**Description of the task:**
Examine the data line by line and report how many lines include the word "back", with no additional output.
*** Data excerpts Section Begins ***
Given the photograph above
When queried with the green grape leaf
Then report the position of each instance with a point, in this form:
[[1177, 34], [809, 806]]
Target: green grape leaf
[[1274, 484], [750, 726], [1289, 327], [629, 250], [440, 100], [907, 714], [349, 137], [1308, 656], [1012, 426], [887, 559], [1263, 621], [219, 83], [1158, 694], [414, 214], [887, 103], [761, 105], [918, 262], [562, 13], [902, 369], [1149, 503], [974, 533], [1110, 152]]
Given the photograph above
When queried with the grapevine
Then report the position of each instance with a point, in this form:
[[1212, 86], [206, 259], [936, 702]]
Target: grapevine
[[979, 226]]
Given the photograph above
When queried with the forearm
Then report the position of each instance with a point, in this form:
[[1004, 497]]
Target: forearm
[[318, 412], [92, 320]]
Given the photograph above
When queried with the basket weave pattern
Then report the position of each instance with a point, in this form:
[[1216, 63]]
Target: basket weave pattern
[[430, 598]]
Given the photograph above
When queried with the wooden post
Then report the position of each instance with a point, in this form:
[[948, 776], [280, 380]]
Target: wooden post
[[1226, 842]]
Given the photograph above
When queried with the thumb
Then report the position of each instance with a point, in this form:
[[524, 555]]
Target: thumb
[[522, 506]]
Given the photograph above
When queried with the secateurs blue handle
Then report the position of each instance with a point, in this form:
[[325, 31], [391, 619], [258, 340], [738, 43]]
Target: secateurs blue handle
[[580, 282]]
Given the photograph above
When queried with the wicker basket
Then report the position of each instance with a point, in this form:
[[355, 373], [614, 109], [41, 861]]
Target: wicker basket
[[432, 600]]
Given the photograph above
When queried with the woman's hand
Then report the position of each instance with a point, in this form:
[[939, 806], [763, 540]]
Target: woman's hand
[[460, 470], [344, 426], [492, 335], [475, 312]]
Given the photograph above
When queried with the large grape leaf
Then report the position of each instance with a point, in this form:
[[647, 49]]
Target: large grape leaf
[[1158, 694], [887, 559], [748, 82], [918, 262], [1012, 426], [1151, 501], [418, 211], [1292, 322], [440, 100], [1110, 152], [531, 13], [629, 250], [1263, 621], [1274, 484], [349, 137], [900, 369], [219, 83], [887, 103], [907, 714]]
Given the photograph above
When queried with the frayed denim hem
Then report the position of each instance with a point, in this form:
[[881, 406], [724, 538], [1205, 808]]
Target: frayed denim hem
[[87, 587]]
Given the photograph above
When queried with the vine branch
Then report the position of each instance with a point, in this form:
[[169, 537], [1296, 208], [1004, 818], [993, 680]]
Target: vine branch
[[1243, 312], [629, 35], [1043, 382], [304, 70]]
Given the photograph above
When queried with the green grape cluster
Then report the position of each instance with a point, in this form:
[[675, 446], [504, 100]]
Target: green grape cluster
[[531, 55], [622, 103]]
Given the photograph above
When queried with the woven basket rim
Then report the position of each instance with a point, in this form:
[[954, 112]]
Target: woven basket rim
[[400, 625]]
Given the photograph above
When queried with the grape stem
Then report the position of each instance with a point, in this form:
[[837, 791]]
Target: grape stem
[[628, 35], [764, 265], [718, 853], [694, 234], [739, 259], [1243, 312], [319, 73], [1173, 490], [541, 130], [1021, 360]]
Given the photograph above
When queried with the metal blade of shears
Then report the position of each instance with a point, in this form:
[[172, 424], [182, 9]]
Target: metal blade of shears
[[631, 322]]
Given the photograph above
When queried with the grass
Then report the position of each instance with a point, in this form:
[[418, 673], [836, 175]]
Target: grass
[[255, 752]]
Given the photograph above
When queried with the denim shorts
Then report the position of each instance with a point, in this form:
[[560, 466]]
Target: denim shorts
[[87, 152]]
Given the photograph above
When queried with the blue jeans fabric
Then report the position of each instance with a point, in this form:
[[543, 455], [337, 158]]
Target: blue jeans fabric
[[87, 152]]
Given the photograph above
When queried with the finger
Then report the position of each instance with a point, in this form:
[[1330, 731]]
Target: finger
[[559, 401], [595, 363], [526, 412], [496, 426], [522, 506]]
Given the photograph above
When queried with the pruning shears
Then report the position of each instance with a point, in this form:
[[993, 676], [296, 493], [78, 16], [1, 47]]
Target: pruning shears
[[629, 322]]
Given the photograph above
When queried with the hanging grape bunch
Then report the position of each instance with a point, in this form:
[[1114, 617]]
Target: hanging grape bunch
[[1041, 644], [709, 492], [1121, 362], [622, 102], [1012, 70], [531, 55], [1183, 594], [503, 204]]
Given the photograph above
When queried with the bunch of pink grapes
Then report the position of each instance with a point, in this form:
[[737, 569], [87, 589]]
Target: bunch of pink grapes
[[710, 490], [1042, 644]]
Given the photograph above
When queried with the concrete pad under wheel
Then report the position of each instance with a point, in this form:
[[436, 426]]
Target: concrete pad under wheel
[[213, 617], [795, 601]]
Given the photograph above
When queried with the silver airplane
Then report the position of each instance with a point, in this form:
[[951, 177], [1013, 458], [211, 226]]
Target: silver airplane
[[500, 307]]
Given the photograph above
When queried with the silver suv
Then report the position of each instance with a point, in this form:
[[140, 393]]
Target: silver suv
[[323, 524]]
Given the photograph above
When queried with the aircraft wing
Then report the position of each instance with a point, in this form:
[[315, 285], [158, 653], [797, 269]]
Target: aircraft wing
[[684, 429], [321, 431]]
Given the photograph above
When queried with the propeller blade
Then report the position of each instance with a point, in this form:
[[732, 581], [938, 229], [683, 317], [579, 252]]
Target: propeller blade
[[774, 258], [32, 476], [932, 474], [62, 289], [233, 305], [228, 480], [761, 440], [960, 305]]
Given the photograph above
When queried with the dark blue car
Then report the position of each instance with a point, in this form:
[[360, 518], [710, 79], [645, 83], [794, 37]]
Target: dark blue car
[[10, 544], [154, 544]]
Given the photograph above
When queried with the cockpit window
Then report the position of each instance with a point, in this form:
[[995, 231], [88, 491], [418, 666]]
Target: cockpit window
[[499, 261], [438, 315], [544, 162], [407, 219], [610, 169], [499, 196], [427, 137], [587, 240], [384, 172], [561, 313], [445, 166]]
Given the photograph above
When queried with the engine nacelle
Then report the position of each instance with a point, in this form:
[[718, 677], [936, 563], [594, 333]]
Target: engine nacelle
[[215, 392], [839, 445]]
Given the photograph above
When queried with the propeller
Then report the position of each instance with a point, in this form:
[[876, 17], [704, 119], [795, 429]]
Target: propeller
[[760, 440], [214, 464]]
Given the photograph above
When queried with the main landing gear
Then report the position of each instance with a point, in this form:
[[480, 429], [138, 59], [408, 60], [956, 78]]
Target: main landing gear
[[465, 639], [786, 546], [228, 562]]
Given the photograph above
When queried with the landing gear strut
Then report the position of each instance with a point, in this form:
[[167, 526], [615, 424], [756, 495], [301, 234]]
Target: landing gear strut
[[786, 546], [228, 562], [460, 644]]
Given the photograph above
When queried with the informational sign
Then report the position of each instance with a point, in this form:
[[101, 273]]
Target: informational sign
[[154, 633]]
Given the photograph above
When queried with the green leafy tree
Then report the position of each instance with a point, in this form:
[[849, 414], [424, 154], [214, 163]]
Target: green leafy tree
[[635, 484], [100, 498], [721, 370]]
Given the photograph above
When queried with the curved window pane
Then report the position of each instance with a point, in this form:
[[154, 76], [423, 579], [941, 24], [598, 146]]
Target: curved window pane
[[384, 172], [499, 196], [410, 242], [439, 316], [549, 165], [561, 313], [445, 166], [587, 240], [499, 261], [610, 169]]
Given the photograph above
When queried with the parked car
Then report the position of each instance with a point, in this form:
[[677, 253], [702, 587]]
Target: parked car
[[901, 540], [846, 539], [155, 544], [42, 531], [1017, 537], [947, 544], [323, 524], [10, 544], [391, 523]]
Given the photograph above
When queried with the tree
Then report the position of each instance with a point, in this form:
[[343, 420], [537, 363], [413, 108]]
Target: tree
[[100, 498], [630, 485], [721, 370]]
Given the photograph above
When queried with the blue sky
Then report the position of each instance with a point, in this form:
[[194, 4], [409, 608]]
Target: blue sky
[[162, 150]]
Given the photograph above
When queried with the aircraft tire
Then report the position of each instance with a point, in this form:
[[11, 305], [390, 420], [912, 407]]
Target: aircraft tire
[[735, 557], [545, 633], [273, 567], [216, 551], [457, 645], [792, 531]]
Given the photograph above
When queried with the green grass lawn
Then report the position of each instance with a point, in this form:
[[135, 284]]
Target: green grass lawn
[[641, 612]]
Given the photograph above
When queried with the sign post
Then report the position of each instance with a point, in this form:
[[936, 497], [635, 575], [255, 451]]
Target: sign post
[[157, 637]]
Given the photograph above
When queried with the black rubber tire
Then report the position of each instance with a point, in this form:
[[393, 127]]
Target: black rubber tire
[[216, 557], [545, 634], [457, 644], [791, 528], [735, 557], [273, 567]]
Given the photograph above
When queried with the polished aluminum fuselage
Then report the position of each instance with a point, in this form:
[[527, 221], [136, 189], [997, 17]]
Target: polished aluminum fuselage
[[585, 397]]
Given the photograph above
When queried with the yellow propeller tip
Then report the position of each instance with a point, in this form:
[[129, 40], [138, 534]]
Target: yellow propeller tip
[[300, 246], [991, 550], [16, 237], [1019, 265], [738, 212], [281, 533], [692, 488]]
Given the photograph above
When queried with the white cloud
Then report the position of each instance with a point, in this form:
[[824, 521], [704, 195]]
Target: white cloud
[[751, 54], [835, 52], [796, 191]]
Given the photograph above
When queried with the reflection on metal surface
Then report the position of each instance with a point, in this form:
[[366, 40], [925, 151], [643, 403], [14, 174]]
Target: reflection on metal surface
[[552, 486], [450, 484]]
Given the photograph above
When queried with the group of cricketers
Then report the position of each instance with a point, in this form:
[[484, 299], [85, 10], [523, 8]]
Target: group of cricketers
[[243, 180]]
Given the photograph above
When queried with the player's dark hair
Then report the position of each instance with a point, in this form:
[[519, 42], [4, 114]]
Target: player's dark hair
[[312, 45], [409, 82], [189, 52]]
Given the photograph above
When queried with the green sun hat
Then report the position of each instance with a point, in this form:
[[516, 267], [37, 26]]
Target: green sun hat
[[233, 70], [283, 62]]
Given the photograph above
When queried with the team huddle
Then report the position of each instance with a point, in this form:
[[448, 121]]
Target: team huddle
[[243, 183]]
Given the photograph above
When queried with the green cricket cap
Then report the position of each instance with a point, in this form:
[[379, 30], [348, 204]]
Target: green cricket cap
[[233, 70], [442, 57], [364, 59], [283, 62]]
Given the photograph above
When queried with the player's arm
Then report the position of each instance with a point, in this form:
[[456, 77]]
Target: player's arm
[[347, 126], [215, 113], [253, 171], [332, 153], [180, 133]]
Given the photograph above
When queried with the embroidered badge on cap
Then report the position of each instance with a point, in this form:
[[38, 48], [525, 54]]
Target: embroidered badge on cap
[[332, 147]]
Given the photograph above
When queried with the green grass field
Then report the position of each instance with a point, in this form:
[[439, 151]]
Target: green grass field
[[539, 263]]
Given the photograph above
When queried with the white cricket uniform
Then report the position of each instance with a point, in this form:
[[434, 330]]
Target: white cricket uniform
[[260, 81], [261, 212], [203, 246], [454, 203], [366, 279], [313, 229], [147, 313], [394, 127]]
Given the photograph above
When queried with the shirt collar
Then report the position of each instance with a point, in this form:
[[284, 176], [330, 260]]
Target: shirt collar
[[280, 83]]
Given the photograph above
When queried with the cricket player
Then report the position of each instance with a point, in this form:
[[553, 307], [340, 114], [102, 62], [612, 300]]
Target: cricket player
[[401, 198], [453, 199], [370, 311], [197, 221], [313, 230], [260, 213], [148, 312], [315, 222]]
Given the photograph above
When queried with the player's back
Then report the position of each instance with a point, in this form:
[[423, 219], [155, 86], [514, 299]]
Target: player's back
*** Data excerpts Section Ends ***
**Written response:**
2